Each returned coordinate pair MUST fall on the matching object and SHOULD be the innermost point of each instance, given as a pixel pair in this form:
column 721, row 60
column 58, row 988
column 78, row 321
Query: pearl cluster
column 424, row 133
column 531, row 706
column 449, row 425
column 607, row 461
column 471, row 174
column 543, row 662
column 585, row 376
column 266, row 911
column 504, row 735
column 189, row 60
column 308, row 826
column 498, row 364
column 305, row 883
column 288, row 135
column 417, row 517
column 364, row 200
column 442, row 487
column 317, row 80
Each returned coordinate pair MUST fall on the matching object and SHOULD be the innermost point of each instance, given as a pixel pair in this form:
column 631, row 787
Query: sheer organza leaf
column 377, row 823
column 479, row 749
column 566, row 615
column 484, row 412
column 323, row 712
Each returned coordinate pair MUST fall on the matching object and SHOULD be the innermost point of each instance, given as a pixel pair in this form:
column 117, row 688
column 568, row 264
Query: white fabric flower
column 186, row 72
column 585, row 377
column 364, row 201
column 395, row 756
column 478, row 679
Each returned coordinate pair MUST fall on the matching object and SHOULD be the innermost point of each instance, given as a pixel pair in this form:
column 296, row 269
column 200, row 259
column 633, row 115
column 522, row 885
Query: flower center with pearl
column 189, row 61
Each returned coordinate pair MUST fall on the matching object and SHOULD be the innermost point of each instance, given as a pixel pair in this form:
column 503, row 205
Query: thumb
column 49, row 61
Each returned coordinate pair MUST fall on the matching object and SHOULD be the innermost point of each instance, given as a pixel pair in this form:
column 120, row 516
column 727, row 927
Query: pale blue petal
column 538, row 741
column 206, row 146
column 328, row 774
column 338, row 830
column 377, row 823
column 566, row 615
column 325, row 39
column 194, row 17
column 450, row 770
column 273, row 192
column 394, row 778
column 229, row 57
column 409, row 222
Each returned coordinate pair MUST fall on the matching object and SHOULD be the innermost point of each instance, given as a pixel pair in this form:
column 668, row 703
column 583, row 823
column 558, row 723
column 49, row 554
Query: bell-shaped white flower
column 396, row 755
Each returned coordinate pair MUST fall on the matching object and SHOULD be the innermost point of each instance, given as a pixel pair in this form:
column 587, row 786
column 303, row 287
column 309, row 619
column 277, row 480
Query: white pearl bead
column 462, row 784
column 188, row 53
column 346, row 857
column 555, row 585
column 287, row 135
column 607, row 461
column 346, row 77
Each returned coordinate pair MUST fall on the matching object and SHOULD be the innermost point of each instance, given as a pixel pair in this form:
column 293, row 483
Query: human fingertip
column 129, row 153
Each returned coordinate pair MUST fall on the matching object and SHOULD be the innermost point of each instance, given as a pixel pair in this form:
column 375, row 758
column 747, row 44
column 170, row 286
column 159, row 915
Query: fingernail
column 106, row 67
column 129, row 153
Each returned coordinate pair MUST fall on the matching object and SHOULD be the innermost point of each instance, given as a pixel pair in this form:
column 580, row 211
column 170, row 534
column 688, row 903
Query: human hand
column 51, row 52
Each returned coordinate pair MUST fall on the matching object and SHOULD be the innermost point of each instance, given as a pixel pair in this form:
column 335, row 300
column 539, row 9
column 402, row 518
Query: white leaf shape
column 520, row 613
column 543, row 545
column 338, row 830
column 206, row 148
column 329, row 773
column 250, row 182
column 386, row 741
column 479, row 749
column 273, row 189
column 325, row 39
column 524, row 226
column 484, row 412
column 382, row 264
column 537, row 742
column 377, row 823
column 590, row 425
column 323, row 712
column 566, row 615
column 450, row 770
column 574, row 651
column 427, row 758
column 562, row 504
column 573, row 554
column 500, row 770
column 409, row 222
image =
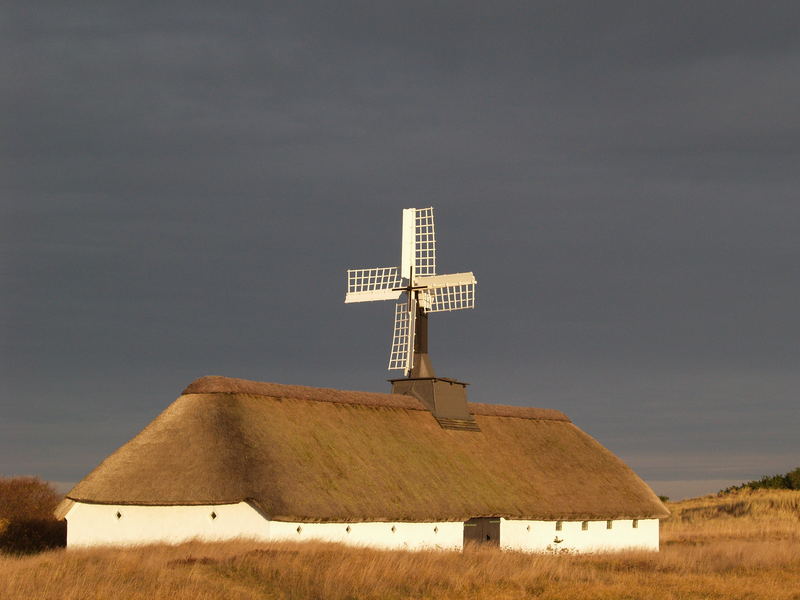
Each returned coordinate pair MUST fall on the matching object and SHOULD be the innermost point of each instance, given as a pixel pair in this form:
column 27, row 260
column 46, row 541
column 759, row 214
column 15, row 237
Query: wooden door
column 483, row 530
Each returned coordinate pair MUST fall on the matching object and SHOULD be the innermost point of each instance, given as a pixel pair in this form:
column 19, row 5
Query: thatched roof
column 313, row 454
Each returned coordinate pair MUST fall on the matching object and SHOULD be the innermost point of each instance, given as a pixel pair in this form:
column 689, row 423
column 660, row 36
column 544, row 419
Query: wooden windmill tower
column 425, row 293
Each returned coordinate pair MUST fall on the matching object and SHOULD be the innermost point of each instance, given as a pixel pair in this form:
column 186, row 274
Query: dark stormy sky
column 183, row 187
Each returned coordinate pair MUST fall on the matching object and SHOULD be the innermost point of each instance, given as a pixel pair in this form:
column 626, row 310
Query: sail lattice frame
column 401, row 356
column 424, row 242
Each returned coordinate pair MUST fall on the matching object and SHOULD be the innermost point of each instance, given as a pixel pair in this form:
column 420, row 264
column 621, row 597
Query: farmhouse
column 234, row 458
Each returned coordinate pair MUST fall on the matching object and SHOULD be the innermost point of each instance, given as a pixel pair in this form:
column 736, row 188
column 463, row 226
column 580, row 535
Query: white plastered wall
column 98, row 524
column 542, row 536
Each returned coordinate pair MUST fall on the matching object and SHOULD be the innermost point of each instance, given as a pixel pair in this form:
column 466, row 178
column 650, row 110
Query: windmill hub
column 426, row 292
_ _ _ _ _
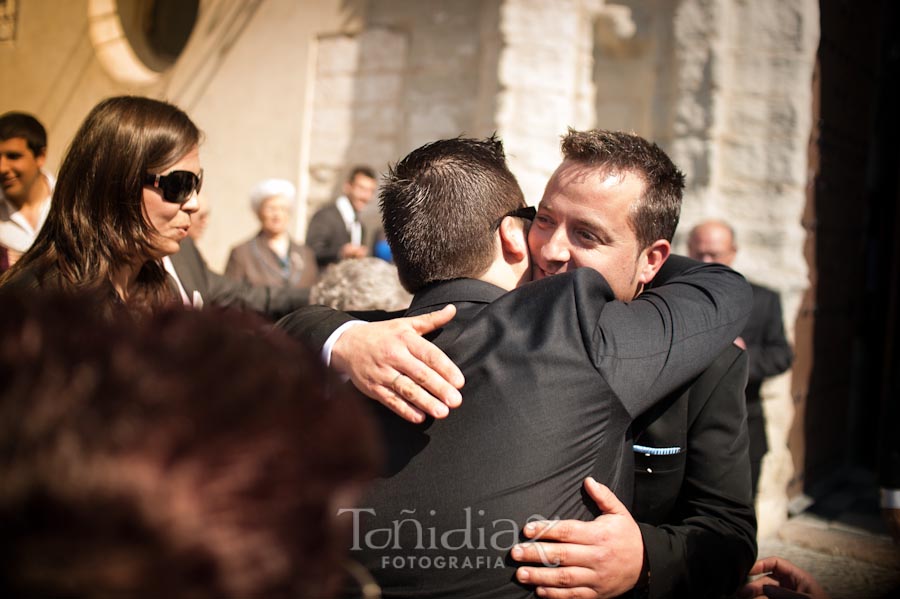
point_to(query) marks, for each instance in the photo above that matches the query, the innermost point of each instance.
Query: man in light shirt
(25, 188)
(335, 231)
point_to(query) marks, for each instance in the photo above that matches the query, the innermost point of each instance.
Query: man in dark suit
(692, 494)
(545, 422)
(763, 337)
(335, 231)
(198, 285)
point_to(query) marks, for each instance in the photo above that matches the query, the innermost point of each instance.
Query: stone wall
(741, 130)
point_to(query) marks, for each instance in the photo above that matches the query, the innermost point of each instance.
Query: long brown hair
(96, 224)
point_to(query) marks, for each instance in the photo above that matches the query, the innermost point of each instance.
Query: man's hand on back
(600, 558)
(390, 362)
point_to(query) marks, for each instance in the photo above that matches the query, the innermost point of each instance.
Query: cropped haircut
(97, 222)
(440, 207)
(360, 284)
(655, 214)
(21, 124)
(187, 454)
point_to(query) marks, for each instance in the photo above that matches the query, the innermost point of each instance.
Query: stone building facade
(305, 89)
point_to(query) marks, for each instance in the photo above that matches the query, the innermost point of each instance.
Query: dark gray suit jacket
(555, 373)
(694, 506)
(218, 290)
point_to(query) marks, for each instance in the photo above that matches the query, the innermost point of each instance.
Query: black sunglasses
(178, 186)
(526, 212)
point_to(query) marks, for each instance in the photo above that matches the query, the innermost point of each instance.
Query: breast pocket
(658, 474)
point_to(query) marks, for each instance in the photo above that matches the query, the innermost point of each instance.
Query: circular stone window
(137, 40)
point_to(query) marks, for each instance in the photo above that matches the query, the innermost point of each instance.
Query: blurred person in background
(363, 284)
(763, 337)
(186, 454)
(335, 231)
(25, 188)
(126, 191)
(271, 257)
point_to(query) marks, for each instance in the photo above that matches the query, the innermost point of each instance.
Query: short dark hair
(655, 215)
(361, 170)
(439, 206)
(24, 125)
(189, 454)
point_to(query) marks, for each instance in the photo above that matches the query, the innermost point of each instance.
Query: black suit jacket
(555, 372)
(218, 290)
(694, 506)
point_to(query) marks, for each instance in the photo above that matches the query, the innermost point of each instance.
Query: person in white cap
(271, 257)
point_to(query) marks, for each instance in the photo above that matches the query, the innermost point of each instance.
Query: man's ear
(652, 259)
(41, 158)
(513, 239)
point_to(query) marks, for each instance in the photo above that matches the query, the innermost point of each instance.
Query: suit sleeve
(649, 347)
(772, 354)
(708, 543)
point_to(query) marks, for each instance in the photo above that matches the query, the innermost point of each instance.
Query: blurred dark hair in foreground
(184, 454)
_ _ _ _ _
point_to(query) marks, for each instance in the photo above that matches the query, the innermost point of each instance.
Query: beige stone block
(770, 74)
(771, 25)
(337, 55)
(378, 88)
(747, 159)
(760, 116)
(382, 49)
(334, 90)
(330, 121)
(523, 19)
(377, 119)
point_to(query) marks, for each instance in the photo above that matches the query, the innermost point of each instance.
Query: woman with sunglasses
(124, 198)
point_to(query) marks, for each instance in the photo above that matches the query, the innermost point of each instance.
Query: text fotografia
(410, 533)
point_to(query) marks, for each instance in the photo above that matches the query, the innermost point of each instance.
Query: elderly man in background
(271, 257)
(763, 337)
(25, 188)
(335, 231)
_ _ _ _ _
Extract the part of the records that opens with the line containing "column 159, row 915" and closes with the line containing "column 626, row 310". Take only those lines, exactly, and no pictures.

[Exercise output]:
column 159, row 915
Query: fingernail
column 106, row 67
column 129, row 153
Each returned coordinate pair MUST fall on the matching object and SHOULD be the innermost point of each instance, given as a pixel pair in this form:
column 580, row 211
column 170, row 534
column 688, row 903
Query: human hand
column 51, row 52
Each returned coordinate pair MUST fall on the matching object and SHOULD be the innermost point of each instance, given as a pixel pair in this form:
column 335, row 300
column 539, row 9
column 402, row 518
Query: white leaf shape
column 520, row 613
column 543, row 545
column 338, row 830
column 206, row 148
column 329, row 773
column 250, row 182
column 386, row 741
column 479, row 749
column 273, row 189
column 325, row 39
column 524, row 226
column 484, row 412
column 382, row 264
column 537, row 742
column 377, row 823
column 590, row 425
column 323, row 712
column 566, row 615
column 450, row 770
column 574, row 651
column 427, row 758
column 562, row 504
column 573, row 554
column 500, row 770
column 409, row 222
image =
Each returned coordinate pair MUST fall on the matching object and SHOULD be the innermost point of each instance, given as a pixel pair in this form:
column 27, row 260
column 46, row 541
column 759, row 214
column 15, row 237
Query: wooden door
column 483, row 530
Each returned coordinate pair MUST fall on the matching object and SHOULD be the innermost point of each instance, given as a pixel pair in this form:
column 19, row 5
Query: thatched roof
column 313, row 454
Each returned coordinate pair MUST fall on the matching object and SHOULD be the innermost point of each instance, given as a pixel pair in this form:
column 689, row 423
column 660, row 36
column 544, row 419
Query: wooden windmill tower
column 425, row 293
Each returned coordinate pair MUST fall on the matching object and SHOULD be the innermost point of each instance, given as a pixel pair in this form:
column 186, row 274
Query: dark stormy sky
column 183, row 187
Each returned coordinate pair MUST fall on the matching object and SHOULD be the innermost point of each instance, given as a pixel pair in this form:
column 626, row 310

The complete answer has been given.